▸ Tasks for this exercise:
**1.** In the passage on Ukrainian women, rewrite the stretch from "Russia’s invasion of" through "onto Ukrainian women.", changing "captivating" to "gripping".
**2.** List every news outlet or media organization named in the passage on Ukrainian women.

▸ Passage provided:
........

Russia’s invasion of Ukraine has prompted Ukrainian citizens to take up arms and fight for their country, creating emotive images and stories, and captivating global audiences. Ukrainian women too, have joined the fight of good versus evil. This International Women’s Day, we are celebrating, as always, women around the world, but today we are choosing to put the spotlight onto Ukrainian women.
Ukrainian women on the frontline
One year ago today, Ukrainian women peacefully marched through their capital, demanding progress in gender equality. This year, their political action has taken a different turn. The Telegraph declared that ‘Ukraine’s women are showing the world what real bravery looks like’.
A video has been shared by Internews Ukraine, of an elderly woman, determined to stand against Putin’s aggression, asking Russian soldiers, “what the f*** are you doing here?” She proceeded to hand them sunflower seeds, telling them that the national flower of the country that she is so proud of, will blossom “when you all lie down (die) here”.
Other elderly women in Ukraine are working together to weave camouflage nets for the country’s military. They sing patriotic songs as they work, and they weave not only patriotism, but love and ‘protection’ into the netting. One weaver told the Washington Post:
“Rather than sitting at home being scared, it’s better to do something, right?”

........

▸ Information given:
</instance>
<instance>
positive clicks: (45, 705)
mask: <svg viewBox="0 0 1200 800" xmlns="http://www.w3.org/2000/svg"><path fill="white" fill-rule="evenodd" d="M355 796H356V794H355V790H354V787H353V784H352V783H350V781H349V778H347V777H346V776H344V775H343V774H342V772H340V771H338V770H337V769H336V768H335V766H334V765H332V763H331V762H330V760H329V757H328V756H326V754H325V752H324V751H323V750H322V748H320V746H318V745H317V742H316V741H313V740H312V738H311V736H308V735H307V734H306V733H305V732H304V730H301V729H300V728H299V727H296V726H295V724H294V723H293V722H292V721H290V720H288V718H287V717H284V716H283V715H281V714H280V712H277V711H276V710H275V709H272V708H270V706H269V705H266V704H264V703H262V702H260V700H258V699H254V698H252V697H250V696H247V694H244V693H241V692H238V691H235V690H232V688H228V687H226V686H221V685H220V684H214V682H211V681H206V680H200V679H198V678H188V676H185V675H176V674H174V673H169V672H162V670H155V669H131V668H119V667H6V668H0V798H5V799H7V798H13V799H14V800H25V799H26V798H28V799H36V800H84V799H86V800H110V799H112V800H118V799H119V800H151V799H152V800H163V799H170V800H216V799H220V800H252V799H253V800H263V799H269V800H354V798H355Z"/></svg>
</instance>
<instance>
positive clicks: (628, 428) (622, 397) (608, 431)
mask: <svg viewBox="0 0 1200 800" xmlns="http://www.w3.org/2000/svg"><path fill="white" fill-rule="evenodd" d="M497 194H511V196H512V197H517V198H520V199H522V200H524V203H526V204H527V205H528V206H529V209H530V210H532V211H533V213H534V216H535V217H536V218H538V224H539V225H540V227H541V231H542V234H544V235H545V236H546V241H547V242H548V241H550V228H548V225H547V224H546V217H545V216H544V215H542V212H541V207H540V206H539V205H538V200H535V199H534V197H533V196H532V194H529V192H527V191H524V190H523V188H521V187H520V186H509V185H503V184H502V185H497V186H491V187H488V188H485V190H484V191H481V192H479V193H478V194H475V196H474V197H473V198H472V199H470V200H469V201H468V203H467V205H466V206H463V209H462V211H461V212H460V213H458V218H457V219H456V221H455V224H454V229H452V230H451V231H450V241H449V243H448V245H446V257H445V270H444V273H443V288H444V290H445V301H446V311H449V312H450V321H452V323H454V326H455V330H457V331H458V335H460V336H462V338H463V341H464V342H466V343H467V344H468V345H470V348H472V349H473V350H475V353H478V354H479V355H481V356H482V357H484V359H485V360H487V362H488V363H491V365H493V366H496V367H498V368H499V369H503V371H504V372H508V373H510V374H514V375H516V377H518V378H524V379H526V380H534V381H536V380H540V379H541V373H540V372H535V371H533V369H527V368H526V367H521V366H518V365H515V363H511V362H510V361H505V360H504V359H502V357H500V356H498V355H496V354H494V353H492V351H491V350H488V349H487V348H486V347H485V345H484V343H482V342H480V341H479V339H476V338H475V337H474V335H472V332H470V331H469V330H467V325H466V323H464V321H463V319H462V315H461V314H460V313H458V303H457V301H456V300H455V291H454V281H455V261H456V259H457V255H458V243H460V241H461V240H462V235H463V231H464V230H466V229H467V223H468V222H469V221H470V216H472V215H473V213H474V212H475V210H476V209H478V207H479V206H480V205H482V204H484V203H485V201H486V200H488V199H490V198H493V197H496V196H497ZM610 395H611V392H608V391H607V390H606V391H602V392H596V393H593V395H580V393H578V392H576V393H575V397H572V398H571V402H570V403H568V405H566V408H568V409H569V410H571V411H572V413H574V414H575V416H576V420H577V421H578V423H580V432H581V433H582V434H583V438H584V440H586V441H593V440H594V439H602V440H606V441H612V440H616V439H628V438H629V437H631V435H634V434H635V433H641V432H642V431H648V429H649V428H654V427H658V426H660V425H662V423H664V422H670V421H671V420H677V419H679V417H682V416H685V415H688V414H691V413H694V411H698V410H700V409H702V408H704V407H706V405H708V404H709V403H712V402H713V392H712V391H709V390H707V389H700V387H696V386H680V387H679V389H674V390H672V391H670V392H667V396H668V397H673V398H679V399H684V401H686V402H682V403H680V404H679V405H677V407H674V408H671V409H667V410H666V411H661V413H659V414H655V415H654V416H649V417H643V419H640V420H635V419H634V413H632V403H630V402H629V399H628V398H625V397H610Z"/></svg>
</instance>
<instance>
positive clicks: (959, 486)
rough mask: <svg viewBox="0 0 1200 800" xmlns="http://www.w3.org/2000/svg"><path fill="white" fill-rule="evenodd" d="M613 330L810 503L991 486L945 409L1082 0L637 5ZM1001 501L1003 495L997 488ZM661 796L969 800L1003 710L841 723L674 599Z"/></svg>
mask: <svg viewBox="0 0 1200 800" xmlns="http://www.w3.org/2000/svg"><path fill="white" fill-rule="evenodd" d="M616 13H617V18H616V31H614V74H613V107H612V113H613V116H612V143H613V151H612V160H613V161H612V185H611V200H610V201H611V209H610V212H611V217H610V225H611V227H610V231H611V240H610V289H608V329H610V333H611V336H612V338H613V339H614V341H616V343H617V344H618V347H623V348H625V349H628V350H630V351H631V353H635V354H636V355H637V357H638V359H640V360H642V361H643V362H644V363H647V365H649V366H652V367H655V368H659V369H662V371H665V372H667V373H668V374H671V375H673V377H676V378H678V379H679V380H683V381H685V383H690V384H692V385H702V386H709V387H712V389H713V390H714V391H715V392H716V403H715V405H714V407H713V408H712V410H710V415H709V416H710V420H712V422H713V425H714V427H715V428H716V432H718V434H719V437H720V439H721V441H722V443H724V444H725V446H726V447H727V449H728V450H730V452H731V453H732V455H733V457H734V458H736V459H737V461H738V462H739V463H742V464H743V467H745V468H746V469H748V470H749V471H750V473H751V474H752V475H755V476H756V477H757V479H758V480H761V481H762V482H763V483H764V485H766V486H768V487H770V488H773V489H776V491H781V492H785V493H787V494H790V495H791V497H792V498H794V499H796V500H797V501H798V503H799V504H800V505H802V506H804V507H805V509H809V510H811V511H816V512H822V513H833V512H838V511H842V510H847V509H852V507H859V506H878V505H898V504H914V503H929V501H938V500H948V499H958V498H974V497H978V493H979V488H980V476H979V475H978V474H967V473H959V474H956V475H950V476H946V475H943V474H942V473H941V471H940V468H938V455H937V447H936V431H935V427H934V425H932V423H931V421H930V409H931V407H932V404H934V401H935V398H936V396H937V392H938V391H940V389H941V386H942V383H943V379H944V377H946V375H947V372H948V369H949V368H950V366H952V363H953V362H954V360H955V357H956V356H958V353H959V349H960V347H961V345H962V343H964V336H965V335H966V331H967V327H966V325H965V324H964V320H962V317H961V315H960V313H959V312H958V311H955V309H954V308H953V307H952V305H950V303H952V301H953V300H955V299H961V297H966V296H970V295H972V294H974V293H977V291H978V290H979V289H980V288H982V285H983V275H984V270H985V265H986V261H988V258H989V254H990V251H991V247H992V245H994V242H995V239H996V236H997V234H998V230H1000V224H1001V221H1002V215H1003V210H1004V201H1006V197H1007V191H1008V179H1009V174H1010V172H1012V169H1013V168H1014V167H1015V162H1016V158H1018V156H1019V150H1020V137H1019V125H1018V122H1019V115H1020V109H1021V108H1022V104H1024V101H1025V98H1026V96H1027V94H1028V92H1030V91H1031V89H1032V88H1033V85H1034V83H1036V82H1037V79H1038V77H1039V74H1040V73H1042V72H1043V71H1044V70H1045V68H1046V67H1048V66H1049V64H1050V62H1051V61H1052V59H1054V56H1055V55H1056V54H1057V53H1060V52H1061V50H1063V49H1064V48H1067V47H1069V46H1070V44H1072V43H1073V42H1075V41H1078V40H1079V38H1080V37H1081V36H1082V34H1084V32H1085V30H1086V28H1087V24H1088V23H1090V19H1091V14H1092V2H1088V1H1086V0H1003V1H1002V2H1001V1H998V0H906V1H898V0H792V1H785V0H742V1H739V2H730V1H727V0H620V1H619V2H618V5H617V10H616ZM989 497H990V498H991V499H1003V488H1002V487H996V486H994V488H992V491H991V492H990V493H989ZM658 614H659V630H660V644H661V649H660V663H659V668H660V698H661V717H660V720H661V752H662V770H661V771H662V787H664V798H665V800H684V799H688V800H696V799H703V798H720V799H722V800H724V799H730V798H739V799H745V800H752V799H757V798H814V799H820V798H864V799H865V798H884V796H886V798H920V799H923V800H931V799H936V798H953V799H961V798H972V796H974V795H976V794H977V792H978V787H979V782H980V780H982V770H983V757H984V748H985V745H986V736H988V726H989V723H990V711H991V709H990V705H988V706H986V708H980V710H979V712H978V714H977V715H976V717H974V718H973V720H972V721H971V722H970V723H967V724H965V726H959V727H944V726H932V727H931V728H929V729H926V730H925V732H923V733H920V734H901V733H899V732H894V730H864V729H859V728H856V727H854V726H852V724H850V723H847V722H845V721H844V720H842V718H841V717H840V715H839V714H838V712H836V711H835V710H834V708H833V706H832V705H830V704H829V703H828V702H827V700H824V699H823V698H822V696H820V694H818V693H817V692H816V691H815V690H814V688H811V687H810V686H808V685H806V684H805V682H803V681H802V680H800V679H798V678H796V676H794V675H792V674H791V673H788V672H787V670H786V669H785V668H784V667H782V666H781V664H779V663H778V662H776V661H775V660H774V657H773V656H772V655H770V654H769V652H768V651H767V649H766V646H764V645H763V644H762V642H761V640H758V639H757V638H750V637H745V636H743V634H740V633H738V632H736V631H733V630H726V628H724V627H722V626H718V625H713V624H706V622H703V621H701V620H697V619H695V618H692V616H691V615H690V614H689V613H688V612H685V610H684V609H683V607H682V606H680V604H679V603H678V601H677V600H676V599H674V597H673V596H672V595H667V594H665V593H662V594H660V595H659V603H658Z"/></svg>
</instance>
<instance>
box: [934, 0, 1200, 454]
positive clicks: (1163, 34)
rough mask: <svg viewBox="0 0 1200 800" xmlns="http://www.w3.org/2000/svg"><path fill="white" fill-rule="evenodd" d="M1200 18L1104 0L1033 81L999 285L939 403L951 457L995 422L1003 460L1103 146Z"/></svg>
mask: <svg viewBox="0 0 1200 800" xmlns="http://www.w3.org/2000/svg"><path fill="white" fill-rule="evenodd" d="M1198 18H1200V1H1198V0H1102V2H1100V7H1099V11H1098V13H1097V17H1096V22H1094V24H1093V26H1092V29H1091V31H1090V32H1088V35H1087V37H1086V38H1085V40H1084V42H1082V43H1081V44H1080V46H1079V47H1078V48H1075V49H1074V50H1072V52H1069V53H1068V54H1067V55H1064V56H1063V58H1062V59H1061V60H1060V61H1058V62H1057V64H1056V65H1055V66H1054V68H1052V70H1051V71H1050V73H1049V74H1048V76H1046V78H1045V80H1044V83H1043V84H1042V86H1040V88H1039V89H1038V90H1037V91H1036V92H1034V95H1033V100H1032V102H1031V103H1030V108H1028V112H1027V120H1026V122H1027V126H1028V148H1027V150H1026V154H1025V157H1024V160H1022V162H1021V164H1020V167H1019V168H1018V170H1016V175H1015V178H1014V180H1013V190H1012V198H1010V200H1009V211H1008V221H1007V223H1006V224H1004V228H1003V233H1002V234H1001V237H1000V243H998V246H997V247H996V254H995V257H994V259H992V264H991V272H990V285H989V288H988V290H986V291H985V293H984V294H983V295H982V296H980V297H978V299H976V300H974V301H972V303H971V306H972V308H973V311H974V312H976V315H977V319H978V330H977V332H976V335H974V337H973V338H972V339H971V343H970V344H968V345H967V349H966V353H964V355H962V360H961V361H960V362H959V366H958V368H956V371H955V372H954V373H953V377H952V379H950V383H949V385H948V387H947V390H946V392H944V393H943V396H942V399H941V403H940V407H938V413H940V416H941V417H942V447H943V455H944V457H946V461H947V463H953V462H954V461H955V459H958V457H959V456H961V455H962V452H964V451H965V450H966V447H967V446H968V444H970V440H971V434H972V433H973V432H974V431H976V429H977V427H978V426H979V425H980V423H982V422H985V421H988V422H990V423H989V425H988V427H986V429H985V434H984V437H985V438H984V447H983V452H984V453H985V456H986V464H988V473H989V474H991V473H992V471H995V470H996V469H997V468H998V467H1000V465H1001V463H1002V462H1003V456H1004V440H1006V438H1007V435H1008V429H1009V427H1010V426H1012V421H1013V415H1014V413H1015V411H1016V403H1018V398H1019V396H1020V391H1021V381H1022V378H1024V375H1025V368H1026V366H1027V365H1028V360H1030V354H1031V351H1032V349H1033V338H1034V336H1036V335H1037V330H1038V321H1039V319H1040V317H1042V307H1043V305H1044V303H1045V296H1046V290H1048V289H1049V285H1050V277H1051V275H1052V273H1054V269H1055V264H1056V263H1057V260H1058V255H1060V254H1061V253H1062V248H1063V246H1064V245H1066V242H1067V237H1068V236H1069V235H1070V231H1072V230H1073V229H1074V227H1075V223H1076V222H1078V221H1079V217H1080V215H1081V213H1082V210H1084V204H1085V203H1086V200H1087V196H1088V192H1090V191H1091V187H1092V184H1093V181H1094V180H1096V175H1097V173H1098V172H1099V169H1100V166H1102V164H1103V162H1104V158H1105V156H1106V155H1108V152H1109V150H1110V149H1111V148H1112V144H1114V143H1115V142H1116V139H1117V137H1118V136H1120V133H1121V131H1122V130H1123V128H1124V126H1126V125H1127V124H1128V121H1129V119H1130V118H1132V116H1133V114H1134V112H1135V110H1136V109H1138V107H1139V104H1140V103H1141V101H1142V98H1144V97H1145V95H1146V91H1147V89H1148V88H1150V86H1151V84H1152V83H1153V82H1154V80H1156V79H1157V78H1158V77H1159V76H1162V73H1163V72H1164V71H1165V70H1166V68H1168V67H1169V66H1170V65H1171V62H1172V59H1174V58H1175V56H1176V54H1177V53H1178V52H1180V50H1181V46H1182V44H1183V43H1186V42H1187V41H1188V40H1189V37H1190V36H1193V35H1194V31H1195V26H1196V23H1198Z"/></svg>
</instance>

........

▸ Solved problems:
**1.**
Russia’s invasion of Ukraine has prompted Ukrainian citizens to take up arms and fight for their country, creating emotive images and stories, and gripping global audiences. Ukrainian women too, have joined the fight of good versus evil. This International Women’s Day, we are celebrating, as always, women around the world, but today we are choosing to put the spotlight onto Ukrainian women.

**2.** The Telegraph, Internews Ukraine, the Washington Post